##### EXTRACTED MATERIAL #####
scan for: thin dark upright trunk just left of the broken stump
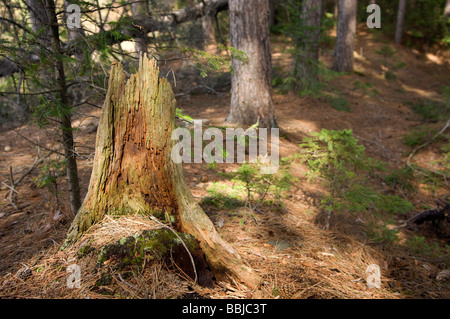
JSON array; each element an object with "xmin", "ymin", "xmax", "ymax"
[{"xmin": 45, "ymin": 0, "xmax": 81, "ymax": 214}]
#####
##### EXTRACTED MATERIAL #####
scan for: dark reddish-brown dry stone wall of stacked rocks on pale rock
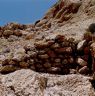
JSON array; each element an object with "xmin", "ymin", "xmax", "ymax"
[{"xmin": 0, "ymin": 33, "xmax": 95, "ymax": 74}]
#####
#### [ASSIGNMENT]
A single figure is all that is needed: the number of lines above that contain the string "dark".

#### [YOUR SOLUTION]
2